Given task - Copy out the lines of the records word for word, starting at the line that contains "Category: the gray shingle roof" and ending after the line that contains "pixel 255 92".

═════ Task data

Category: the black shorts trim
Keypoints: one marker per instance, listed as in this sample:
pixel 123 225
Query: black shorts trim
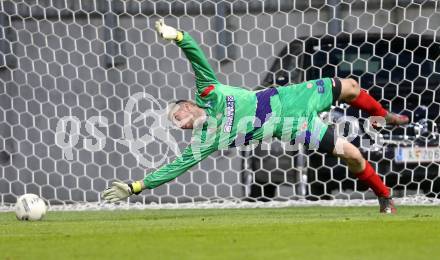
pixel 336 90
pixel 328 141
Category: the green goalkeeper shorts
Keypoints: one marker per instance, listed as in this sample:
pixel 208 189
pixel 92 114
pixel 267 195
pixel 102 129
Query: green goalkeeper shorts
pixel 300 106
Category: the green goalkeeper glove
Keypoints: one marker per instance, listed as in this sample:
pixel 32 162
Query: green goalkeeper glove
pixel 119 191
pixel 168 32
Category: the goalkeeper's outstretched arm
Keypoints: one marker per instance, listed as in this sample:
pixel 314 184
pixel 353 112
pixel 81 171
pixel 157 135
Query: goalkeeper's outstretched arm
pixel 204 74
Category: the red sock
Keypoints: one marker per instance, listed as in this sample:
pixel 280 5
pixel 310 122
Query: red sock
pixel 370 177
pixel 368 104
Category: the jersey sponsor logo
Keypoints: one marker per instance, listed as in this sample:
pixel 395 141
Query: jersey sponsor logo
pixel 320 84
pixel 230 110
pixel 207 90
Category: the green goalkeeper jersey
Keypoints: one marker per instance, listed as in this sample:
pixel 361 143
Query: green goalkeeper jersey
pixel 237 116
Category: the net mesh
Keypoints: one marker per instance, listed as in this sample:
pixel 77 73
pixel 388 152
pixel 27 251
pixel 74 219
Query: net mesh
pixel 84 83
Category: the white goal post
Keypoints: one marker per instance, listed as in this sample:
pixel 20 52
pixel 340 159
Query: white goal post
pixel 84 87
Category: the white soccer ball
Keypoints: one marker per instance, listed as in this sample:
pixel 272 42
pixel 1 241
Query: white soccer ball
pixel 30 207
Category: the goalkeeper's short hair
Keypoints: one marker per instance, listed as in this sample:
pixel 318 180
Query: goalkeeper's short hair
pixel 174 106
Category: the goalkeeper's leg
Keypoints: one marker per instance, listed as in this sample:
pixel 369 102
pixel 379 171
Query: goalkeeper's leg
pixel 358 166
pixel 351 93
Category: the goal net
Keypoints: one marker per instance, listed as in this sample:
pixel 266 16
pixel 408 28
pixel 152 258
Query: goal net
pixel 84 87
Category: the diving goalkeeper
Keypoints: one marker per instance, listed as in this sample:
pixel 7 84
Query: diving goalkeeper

══════════
═════ Task data

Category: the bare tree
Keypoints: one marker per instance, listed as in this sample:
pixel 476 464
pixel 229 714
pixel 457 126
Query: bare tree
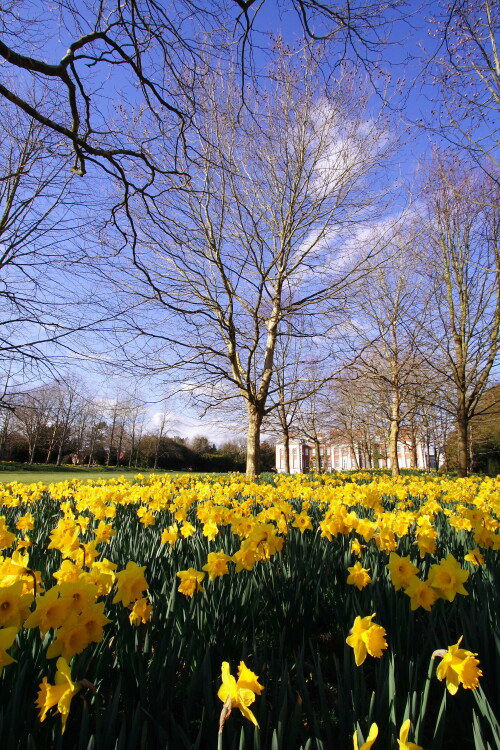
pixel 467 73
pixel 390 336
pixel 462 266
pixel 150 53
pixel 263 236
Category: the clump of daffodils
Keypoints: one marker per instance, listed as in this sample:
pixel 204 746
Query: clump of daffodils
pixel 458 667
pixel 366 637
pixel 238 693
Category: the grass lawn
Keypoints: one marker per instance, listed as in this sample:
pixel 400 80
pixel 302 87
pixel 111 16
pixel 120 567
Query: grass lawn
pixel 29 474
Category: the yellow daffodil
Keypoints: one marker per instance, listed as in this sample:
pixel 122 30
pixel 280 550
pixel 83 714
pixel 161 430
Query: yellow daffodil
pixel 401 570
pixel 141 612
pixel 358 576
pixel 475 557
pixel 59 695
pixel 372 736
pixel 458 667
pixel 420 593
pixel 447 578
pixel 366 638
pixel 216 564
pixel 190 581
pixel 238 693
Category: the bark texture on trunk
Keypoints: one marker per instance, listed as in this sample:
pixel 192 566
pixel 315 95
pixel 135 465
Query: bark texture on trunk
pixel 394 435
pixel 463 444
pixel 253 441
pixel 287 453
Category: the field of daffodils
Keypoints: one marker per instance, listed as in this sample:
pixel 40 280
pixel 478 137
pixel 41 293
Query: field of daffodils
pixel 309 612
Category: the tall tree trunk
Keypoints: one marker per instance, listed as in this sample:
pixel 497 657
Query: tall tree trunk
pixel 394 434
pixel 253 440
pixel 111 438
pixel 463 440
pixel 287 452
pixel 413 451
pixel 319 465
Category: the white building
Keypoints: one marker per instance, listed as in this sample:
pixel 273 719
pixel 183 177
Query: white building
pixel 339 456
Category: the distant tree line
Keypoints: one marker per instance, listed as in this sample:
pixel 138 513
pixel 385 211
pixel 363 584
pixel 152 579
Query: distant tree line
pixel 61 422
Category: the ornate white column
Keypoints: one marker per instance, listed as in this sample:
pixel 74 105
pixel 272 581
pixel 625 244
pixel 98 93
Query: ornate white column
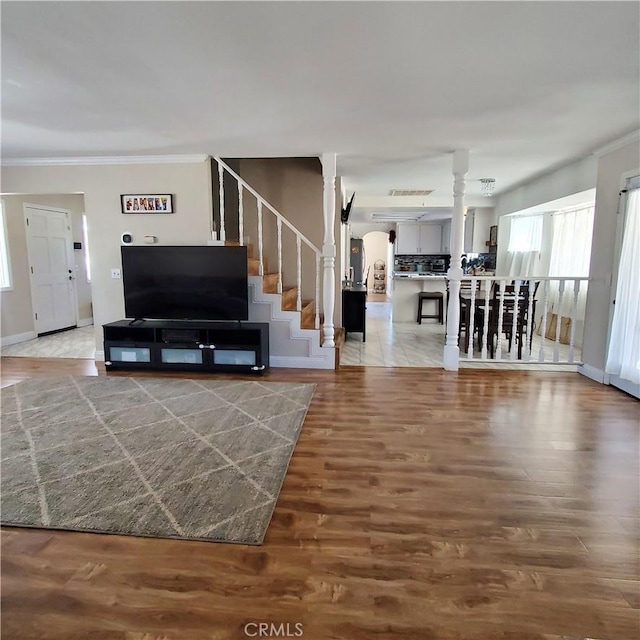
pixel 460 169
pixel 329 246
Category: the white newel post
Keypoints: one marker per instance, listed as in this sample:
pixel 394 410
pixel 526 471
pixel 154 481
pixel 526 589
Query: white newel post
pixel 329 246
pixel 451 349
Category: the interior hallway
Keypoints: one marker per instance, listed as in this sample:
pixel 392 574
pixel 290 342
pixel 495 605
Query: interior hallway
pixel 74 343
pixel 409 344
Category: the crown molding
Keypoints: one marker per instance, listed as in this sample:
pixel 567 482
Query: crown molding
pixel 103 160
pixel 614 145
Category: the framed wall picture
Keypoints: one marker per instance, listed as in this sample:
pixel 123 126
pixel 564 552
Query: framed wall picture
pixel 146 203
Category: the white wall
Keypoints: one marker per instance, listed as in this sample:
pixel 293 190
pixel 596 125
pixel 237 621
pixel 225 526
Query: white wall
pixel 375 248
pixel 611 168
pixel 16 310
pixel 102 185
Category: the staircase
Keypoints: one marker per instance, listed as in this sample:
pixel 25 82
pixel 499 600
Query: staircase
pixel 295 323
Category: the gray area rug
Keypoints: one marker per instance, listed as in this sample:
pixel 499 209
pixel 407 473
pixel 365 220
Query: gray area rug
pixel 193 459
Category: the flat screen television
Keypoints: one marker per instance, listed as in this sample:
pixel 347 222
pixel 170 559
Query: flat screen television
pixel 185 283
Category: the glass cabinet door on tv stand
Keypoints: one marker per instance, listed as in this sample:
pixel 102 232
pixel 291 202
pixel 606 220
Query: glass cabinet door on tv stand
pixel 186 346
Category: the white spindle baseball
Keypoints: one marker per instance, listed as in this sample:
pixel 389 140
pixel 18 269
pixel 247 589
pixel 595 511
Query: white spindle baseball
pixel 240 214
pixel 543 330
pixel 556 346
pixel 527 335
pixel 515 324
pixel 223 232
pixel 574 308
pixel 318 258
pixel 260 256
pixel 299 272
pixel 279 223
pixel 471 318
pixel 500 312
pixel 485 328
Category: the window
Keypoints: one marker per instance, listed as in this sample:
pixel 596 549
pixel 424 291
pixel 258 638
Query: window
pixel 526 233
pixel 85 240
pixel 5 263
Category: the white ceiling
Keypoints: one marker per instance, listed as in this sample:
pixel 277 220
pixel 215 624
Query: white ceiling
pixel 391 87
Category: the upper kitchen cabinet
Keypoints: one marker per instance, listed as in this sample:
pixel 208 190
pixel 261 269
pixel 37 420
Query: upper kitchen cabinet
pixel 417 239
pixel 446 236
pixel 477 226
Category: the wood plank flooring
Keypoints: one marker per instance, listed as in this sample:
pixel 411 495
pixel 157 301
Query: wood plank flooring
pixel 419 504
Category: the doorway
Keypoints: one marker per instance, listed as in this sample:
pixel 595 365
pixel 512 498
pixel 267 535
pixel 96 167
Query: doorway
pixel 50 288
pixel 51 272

══════════
═════ Task data

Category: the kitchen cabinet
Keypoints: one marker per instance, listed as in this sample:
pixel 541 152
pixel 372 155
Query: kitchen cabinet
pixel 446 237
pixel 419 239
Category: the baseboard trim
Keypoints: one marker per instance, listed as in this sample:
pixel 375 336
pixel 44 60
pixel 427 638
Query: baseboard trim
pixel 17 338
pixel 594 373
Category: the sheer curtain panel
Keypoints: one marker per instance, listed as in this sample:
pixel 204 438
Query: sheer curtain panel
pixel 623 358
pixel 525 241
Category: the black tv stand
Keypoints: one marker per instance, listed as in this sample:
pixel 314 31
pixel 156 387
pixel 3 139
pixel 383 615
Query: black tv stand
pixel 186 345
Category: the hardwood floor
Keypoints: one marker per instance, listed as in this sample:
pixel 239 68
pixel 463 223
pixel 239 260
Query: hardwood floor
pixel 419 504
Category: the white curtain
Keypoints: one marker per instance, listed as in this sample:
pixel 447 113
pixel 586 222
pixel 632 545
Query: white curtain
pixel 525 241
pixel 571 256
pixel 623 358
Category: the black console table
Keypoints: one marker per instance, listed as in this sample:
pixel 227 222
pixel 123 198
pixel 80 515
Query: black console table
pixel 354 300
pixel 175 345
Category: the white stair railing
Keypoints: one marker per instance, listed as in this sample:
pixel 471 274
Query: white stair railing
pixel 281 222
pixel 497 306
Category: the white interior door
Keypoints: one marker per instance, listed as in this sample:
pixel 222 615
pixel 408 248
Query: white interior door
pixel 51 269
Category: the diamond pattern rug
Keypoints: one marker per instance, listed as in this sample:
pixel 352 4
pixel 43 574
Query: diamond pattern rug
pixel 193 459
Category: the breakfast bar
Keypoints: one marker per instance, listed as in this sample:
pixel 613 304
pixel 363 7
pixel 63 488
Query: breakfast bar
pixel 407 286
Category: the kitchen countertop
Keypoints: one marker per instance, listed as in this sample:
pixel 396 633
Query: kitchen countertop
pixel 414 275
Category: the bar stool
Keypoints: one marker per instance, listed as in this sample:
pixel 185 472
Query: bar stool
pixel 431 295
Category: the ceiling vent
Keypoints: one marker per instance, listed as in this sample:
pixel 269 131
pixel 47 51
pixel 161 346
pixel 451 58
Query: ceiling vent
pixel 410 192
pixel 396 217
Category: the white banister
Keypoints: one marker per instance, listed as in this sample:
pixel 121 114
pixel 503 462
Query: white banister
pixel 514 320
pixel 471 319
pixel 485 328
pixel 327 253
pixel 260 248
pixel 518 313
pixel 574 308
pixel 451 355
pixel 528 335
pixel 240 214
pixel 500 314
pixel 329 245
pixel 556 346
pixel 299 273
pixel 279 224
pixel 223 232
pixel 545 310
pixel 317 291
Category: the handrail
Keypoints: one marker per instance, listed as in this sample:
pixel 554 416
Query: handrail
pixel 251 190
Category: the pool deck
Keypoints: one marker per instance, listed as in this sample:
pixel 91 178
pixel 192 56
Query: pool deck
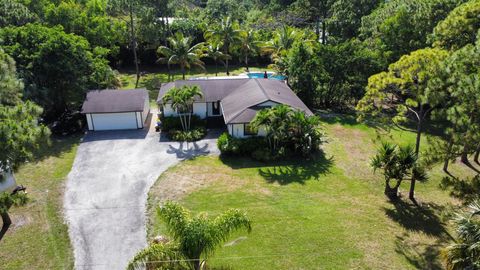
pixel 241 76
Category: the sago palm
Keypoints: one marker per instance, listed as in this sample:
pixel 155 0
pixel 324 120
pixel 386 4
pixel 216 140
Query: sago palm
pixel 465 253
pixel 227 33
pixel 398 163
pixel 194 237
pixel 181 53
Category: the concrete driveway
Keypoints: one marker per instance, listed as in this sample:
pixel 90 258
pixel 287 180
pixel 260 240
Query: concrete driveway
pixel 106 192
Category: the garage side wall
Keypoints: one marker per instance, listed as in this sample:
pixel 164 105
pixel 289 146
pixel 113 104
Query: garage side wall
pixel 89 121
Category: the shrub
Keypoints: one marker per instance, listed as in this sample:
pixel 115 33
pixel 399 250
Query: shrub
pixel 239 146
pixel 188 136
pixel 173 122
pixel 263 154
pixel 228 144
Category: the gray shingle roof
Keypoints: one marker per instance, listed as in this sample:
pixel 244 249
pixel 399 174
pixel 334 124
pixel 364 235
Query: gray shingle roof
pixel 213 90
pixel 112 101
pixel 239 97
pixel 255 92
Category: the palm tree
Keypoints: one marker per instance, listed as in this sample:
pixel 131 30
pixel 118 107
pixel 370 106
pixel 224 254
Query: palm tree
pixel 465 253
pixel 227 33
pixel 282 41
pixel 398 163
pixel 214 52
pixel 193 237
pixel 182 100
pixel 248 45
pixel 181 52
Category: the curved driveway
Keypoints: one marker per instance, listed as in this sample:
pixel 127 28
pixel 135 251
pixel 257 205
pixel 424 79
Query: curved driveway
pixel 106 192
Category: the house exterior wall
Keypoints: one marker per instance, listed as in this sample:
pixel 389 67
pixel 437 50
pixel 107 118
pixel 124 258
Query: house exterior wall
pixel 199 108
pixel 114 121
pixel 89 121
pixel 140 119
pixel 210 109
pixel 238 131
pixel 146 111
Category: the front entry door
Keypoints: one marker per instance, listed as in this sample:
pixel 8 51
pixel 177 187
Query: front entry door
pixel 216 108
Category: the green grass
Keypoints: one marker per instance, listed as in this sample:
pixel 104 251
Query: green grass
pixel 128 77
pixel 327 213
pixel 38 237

══════════

Answer to the problem -
Category: the gray shingle roof
Keypoints: one marker per instance, listed as in this sample:
pixel 244 249
pixel 399 174
pixel 334 124
pixel 364 235
Query: gray shingle roof
pixel 213 90
pixel 112 101
pixel 239 97
pixel 255 92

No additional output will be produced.